EXTRAIT FOURNI:

================

Et pourtant on subodore bien que
l’infinie précision du monde matériel ne laisse nulle part au hasard. Ainsi l’inextricable enchevêtrement des événements se produisant dans le monde produit toute sorte de prolongements fous et
imprévisibles, bien qu’en toute logique les résultats les plus improbables soient programmés depuis toujours et ne puissent de ce fait être évités. Mais dans la vie courante et selon notre
appréciation tout se passe comme si nous étions libres et autonomes, capables d’agir en imposant notre volonté…Et c’est là que gît l’illusion fondamentale de notre
humanité.
"Travailleurs, travailleuses..." - huile sur toile - 100 x 81 cm
CES PREJUGES QUI NOUS TIENNENT
CHAUD
Dés qu’un enfant vient au monde, ses géniteurs et ses proches commencent à lui
transmettre les valeurs qu’ils jugent essentielles. C’est souvent fait de façon tacite et naturelle, mais c’est parfois aussi un endoctrinement massif. C’est selon les us et coutumes de
l’endroit. Avide de sécurité l’enfant va tout gober. Enfer, paradis et purgatoire compris à moins que les houris ne l’attendent plus tard au septième ciel ou que des divinités courroucées
n’entreprennent de le tourmenter après son trépas.
L’âme humaine est infiniment fragile et pour se rassurer elle a besoin de
croire.
Nous voici d’emblée au cœur du problème : besoin de croire parce qu’avec
nos modestes moyens nous nous sentons dépassés. Alors autant faire confiance aux autres, aux vieux, aux anciens, à ceux qui ont fait 14…
En général la manœuvre porte ses fruits pendant un certain temps et voici un
jeune rassuré parce qu’il est catholique fervent, bon musulman ou athée convaincu, car l’athéisme est aussi une croyance tout aussi peu étayée que les autres. Mais elle
permet au moins de cesser de se poser des questions gênantes sans surtout remettre en cause nos sacro saints
préjugés.
Un préjugé est une chose abominable, tout philosophe sérieux vous le confirmera
et une existence reposant sur de tels faux semblants risque d’être, assez vaine. Alors, mort aux préjugés, tranchons, élaguons, piétinons et que nul n’en réchappe.
Voilà en tout cas la réaction normale, un peu adolescente cependant, donc
nécessairement excessive. Le premier instant d’enthousiasme passé il se peut que la manœuvre paraisse douteuse dans son aspect systématique…
Car après tout le préjugé n’a qu’un seul tort, celui de ne pas avoir été
confirmé par une expérience probante. Certes cela parait difficile pour le septième ciel dont les délices ne sauraient nous être révélés qu’après la fin de notre modeste personne physique. Le
doute va donc subsister.

================

EXERCICES À TRAITER:
A – Répondez aux questions suivantes à partir de l'extrait sur les préjugés.
(i) De quoi l'âme humaine a-t-elle besoin pour se rassurer ?
(ii) Selon l'extrait, où gît l'illusion fondamentale de notre humanité ?
(iii) Quel est le seul tort du préjugé ?
B – Recopiez sans aucune modification tout le passage de l'extrait sur les préjugés, depuis « Un préjugé est » jusqu'à « va donc subsister. ».
C – Poursuivez la rédaction de l'extrait sur les préjugés à partir de sa dernière phrase.

DONNÉES:
================

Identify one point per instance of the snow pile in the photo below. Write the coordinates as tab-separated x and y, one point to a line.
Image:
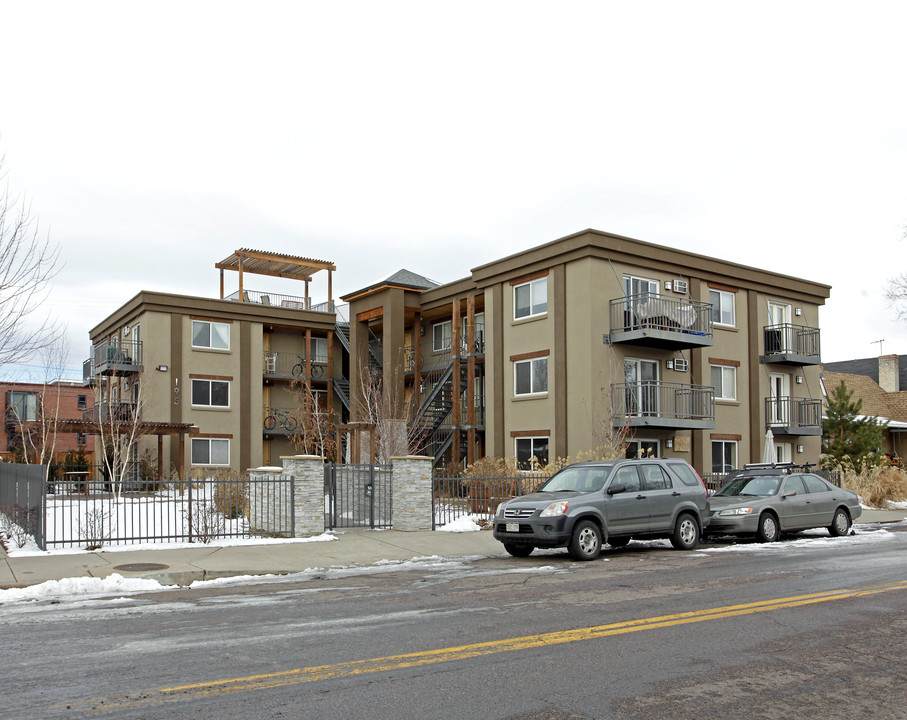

================

CORRIGÉ DES EXERCICES:
A –
(i) Elle a besoin de croire.
(ii) Elle gît dans le fait que, dans la vie courante et selon notre appréciation, tout se passe comme si nous étions libres et autonomes, capables d'agir en imposant notre volonté.
(iii) Son seul tort est de ne pas avoir été confirmé par une expérience probante.

B –
Un préjugé est une chose abominable, tout philosophe sérieux vous le confirmera
et une existence reposant sur de tels faux semblants risque d’être, assez vaine. Alors, mort aux préjugés, tranchons, élaguons, piétinons et que nul n’en réchappe.
Voilà en tout cas la réaction normale, un peu adolescente cependant, donc
nécessairement excessive. Le premier instant d’enthousiasme passé il se peut que la manœuvre paraisse douteuse dans son aspect systématique…
Car après tout le préjugé n’a qu’un seul tort, celui de ne pas avoir été
confirmé par une expérience probante. Certes cela parait difficile pour le septième ciel dont les délices ne sauraient nous être révélés qu’après la fin de notre modeste personne physique. Le
doute va donc subsister.

C –
Mais enfin n’y aurait-il donc aucun moyen d’arriver à des certitudes de base,
en mettant de côté tout le folklore, anges radieux et démons cornus compris ?
J’aimerais maintenant faire une distinction entre croyance et certitude. La
croyance, c’est bien connu ne saurait être totalement satisfaisante, car, reposant sur un consensus social elle implique la confiance en une autorité extérieure. Et la vie est assez rouée pour
nous infliger des démentis cinglants. Parlez donc de ça à d’anciens intellectuels staliniens ou à des penseurs estimables égarés dans l’idéologie nazie, sans oublier les maoïstes de salon. Tous
se sont trompés de bonne foi parce que leur besoin de croire les amenait à gommer tout ce qui aurait pu leur paraître suspect. Le besoin d’absolu peut être mortel pour la recherche de la vérité.
D’ailleurs la preuve manifeste qu’une conviction est une simple croyance réside dans le fait que l’intéressé a besoin de convaincre et de faire triompher sa vérité. Pourquoi ? Tout
simplement parce que malgré tout il ne peut s’empêcher de douter en profondeur et qu’en convainquant les autres il va s’entourer d’un cercle de supporters qui va à son tour le conforter
dans son opinion. Si nous sommes cinquante millions à adhérer au Parti, cinquante millions ne peuvent se tromper ! L’effet de masse est assuré.
A l’inverse la certitude, en admettant qu’elle soit profonde et totale engendre
un tout autre comportement. L’intéressé n’a plus besoin de convaincre ni de faire des adeptes. Apaisé, sûr de n’avoir plus rien à perdre il va pouvoir vivre tout simplement en observant les
égarements des autres et en voyant fonctionner en toute évidence les mécanismes auxquels ils se soumettent par peur d’entr’apercevoir par mégarde la vérité.
Car la vérité existe forcément et seuls nos rêves, nos justifications et nos
jongleries intellectuelles peuvent nous la cacher. Mais elle nous fait peur. Elle nous terrorise. Nous n’en voulons à aucun prix car nous subodorons bien qu’elle serait la fin irrémédiable de
toutes nos justifications et du rôle que nous avons l’habitude de jouer et que nous appelons pompeusement notre vie.
Comment continuer à être supporter des All Blacks si nous n’y croyons plus et
que nous ne pouvons plus nous identifier à ce symbole prestigieux permettant d’oublier les mesquines misères du quotidien ?
Bien sûr nous pouvons aussi décider de rester « raisonnables » et
dans ce cas il ne nous restera plus qu’à boire un coup, remonter nos bretelles et ouvrir la télé pour pouvoir nous apitoyer sur le triste état de notre monde contemporain. Ainsi tout pourra
continuer comme d’habitude et les braves gens pourront s’assoupir paisiblement.
Dormez en paix braves gens, la zone est sécurisée et tout est sous
contrôle.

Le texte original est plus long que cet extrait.